--- Entries provided ---
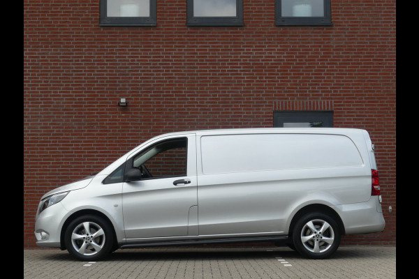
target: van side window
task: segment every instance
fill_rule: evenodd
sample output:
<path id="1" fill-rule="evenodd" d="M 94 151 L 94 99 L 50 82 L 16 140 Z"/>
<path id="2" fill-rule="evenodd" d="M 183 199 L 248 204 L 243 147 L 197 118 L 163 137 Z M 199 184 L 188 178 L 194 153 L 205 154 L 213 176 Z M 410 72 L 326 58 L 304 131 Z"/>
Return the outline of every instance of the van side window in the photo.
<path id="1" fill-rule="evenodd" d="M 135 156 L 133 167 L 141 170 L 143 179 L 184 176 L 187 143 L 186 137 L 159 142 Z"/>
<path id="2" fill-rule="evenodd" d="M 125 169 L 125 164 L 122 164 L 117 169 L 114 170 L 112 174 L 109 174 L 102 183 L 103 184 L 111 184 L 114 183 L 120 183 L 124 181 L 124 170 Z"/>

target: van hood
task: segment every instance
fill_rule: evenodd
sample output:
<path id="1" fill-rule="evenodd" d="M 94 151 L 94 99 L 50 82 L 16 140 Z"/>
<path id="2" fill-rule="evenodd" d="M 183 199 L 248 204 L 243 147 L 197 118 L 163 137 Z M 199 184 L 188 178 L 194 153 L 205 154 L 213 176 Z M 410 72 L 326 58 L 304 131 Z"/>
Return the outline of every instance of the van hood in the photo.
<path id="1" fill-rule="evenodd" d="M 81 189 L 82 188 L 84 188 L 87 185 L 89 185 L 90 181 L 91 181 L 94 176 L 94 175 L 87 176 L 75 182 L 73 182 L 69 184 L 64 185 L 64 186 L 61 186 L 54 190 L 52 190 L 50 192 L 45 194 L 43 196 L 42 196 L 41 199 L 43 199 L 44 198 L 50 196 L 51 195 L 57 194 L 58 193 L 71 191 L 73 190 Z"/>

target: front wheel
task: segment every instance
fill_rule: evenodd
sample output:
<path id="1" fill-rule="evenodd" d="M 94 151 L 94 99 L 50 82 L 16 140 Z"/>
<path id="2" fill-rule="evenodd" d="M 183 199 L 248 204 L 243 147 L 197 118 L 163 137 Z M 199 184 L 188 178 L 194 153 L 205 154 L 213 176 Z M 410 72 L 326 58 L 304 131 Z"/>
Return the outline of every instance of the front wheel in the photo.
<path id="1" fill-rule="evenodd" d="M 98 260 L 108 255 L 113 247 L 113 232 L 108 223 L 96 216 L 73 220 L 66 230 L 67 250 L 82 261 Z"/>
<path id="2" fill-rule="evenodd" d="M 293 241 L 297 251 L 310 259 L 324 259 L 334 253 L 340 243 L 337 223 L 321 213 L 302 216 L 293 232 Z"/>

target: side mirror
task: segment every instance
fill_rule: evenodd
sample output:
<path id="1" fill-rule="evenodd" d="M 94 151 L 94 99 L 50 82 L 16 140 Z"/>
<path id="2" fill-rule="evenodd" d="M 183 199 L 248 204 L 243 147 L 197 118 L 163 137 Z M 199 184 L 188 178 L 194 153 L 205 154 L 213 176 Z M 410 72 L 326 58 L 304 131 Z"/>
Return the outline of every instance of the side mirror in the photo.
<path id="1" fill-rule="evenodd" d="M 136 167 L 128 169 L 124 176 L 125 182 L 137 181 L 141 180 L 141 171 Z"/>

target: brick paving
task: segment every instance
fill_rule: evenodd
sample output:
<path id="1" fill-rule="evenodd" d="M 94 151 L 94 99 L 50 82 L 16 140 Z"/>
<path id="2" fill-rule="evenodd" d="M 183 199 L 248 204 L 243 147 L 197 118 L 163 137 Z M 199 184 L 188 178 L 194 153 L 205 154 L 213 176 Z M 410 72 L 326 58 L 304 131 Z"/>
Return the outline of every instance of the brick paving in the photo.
---
--- Entries provided ---
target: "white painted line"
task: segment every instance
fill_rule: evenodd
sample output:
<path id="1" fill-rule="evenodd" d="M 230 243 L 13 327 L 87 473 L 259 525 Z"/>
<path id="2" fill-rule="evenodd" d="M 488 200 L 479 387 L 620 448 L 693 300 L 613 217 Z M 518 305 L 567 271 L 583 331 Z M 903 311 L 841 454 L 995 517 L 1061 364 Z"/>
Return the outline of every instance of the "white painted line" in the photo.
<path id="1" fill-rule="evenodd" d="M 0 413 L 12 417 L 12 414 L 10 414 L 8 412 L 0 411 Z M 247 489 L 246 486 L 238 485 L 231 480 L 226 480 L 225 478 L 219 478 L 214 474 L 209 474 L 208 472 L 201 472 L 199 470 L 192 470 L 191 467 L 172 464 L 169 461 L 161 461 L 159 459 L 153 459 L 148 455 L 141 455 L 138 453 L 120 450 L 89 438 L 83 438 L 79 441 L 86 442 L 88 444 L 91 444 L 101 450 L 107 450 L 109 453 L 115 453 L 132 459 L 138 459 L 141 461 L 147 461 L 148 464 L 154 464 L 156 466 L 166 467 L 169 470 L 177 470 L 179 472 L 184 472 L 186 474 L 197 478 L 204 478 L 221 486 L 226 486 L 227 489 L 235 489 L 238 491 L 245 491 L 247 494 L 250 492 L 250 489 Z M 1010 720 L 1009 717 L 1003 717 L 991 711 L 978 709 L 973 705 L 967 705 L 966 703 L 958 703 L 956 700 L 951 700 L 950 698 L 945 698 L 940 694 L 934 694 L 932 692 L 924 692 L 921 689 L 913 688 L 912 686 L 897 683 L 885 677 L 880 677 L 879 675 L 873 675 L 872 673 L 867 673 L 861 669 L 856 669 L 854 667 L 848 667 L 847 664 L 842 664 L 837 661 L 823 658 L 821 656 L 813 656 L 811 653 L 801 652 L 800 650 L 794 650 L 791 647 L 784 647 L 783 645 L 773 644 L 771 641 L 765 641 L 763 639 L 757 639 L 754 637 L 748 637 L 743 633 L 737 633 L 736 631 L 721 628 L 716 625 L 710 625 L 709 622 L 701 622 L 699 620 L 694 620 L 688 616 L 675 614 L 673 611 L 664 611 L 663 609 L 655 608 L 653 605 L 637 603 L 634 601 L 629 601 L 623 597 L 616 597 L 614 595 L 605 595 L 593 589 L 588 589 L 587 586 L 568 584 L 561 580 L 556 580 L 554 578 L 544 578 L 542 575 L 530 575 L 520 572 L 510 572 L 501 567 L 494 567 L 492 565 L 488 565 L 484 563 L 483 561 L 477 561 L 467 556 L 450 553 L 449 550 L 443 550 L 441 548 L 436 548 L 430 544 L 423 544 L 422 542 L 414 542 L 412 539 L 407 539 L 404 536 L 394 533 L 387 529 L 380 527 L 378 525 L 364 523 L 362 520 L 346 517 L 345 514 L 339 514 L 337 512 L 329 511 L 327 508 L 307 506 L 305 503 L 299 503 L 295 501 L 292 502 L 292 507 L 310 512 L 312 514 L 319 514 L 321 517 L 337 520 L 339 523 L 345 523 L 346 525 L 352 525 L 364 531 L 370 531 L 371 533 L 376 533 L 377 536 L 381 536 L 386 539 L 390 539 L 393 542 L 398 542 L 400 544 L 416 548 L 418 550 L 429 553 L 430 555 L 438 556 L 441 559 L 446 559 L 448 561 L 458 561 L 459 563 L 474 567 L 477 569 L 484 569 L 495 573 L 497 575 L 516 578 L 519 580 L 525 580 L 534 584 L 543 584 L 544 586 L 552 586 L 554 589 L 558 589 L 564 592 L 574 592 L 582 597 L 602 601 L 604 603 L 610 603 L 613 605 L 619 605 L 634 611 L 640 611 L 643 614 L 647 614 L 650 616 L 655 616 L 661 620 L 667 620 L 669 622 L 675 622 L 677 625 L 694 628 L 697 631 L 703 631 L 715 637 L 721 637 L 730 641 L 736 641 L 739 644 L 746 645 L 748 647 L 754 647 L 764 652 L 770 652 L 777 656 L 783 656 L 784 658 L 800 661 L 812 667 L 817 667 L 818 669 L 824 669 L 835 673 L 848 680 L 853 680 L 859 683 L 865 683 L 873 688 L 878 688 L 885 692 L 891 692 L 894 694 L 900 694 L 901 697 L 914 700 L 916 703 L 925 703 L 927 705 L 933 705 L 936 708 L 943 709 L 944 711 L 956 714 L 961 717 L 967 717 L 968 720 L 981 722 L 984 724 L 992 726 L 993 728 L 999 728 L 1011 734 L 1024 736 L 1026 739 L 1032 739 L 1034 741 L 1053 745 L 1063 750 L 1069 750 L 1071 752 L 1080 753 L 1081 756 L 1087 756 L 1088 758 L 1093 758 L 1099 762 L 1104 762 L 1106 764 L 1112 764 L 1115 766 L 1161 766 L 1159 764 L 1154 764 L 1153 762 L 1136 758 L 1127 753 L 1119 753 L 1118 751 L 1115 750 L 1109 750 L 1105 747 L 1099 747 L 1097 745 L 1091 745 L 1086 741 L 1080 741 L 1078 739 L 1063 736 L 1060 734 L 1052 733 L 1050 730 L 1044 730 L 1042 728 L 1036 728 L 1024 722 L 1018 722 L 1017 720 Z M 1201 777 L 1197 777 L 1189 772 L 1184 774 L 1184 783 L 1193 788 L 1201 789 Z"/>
---
- _What the exercise asks_: Print the data exactly as it appears, starting with the line that contains "target: van side window" and going on through the line that contains "125 169 L 125", with both of those lines included.

- _Expected output_:
target: van side window
task: segment every instance
fill_rule: evenodd
sample output:
<path id="1" fill-rule="evenodd" d="M 94 151 L 94 99 L 50 82 L 16 140 Z"/>
<path id="2" fill-rule="evenodd" d="M 183 199 L 248 204 L 243 147 L 197 118 L 163 137 Z M 199 184 L 188 178 L 194 153 L 205 154 L 213 176 Z M 410 72 L 326 58 L 304 131 Z"/>
Return the outline of every instance of the van side window in the photo.
<path id="1" fill-rule="evenodd" d="M 135 156 L 133 167 L 141 170 L 143 179 L 184 176 L 187 143 L 186 137 L 159 142 Z"/>
<path id="2" fill-rule="evenodd" d="M 125 169 L 125 164 L 122 164 L 117 169 L 114 170 L 112 174 L 109 174 L 102 183 L 103 184 L 111 184 L 114 183 L 120 183 L 124 181 L 124 170 Z"/>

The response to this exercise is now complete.